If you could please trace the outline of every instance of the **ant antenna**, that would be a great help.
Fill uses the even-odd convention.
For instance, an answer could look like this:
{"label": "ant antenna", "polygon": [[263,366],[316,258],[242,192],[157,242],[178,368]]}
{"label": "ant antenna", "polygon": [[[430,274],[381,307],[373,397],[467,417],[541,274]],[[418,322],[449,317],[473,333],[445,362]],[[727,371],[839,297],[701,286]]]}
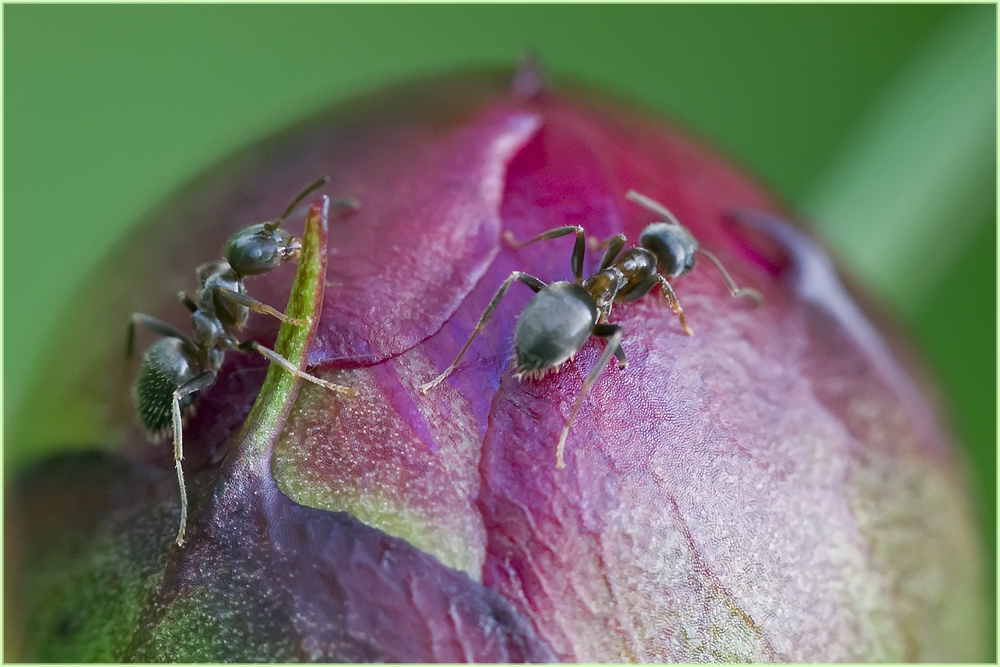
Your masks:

- WORK REQUIRED: Copy, from the data above, every line where the word "polygon" appears.

- COMPLETED EXERCISE:
{"label": "ant antenna", "polygon": [[263,366],[316,258],[242,192],[157,242],[178,368]]}
{"label": "ant antenna", "polygon": [[[430,274],[381,307],[373,397],[467,417],[541,274]],[[418,322],[449,317],[473,333],[445,362]],[[727,371],[839,297],[701,286]]]}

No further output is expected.